- EXERCISE AIM:
Please return the John Bradstreet passage below in full, word for word.

Major General John Bradstreet, born Jean-Baptiste Bradstreet (1714 – 1774), was a British Army officer during King George’s War, the French and Indian War, and Pontiac’s War.
In 1756 he led a column to supply the greatly weakened Fort Oswego and issued ignored warnings to his superiors before Oswego was captured and burned later that year. In the spring of 1757 he helped assemble supplies and transports at Boston for the abortive attack on Louisbourg.
That December he was appointed Lt. Colonel and in 1758 he participated in the attack on Fort Carillon (now Fort Ticonderoga), where he led the advance guard following the death of General George Howe. When the Battle ended in disaster, Bradstreet attempted to organize a retreat.
After Ticonderoga, Bradstreet immediately proposed to attack Fort Frontenac, the key French supply base on Lake Ontario. Bradstreet’s proposal met with approval from British planners and he was given a force of approximately 3,000 men to carry out the successful operation. The fort surrendered on the August 27, 1758 and was looted and burned, temporarily cutting the French supply line in the Great Lakes.
Afterward, Bradstreet served as deputy quartermaster general in Albany in Jeffery Amherst, a lucrative position he held until the end of the war.
The new book John Bradstreet’s Raid, 1758: A Riverine Operation of the French and Indian War (University of Oklahoma Press, 2022) by Ian Macpherson McCulloch looks back to a year after John Bradstreet’s 1758 raid on Fort Frontenac — the first and largest British-American riverine raid mounted during the Seven Years’ War (known in North America as the French and Indian War).
Benjamin Franklin hailed it as one of the great “American” victories of the war. Bradstreet heartily agreed, and soon enough, his own official account was adopted by Francis Parkman and other early historians.

- SUPPLIED MATERIAL:

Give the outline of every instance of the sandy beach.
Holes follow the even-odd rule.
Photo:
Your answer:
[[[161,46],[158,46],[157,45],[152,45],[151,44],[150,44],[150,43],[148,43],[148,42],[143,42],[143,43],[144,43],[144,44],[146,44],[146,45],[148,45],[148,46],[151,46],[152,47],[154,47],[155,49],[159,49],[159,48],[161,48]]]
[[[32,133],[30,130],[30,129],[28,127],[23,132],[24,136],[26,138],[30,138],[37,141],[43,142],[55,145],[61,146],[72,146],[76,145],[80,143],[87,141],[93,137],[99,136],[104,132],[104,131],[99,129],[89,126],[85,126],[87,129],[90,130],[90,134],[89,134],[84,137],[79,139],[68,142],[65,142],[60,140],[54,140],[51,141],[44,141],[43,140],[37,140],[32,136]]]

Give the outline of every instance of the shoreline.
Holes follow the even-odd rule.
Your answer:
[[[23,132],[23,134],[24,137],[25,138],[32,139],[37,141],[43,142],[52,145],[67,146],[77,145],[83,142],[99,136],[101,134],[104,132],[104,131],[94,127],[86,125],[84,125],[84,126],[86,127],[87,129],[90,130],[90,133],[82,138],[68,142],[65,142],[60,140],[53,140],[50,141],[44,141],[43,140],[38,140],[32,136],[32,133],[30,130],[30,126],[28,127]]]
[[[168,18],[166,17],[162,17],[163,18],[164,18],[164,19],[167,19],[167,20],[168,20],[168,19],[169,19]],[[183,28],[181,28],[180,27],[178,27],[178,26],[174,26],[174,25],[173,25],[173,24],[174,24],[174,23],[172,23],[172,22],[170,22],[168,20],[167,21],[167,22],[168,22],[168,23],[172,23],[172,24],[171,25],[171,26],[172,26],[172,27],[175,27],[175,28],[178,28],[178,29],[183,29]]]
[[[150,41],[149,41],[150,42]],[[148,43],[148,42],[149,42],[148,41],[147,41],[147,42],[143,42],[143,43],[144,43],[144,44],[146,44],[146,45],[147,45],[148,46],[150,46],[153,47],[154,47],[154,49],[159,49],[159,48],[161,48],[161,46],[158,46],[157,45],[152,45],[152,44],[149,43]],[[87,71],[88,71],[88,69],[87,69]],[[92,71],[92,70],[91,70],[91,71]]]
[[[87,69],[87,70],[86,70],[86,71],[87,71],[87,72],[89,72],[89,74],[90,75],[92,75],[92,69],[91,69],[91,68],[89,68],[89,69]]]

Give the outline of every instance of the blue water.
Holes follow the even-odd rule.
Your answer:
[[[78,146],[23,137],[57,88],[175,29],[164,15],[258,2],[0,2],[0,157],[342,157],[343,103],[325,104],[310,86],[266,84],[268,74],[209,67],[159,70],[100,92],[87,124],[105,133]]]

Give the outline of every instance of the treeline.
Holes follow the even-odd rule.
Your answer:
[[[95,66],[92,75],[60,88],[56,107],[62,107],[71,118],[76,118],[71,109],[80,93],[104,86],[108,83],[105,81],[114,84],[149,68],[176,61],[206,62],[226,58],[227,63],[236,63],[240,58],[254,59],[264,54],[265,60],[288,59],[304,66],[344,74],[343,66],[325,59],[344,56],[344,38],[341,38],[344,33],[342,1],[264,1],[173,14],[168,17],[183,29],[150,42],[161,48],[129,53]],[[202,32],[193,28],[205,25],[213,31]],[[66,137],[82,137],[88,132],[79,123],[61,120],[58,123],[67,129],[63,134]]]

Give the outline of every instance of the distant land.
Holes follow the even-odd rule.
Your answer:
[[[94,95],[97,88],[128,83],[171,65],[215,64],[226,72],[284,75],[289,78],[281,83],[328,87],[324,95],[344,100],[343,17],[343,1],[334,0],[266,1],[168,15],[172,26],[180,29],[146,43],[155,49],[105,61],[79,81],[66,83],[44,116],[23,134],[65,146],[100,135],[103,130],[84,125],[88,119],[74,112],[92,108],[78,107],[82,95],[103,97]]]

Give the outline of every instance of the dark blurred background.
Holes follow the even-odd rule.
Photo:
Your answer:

- SOLUTION:
Major General John Bradstreet, born Jean-Baptiste Bradstreet (1714 – 1774), was a British Army officer during King George’s War, the French and Indian War, and Pontiac’s War.
In 1756 he led a column to supply the greatly weakened Fort Oswego and issued ignored warnings to his superiors before Oswego was captured and burned later that year. In the spring of 1757 he helped assemble supplies and transports at Boston for the abortive attack on Louisbourg.
That December he was appointed Lt. Colonel and in 1758 he participated in the attack on Fort Carillon (now Fort Ticonderoga), where he led the advance guard following the death of General George Howe. When the Battle ended in disaster, Bradstreet attempted to organize a retreat.
After Ticonderoga, Bradstreet immediately proposed to attack Fort Frontenac, the key French supply base on Lake Ontario. Bradstreet’s proposal met with approval from British planners and he was given a force of approximately 3,000 men to carry out the successful operation. The fort surrendered on the August 27, 1758 and was looted and burned, temporarily cutting the French supply line in the Great Lakes.
Afterward, Bradstreet served as deputy quartermaster general in Albany in Jeffery Amherst, a lucrative position he held until the end of the war.
The new book John Bradstreet’s Raid, 1758: A Riverine Operation of the French and Indian War (University of Oklahoma Press, 2022) by Ian Macpherson McCulloch looks back to a year after John Bradstreet’s 1758 raid on Fort Frontenac — the first and largest British-American riverine raid mounted during the Seven Years’ War (known in North America as the French and Indian War).
Benjamin Franklin hailed it as one of the great “American” victories of the war. Bradstreet heartily agreed, and soon enough, his own official account was adopted by Francis Parkman and other early historians.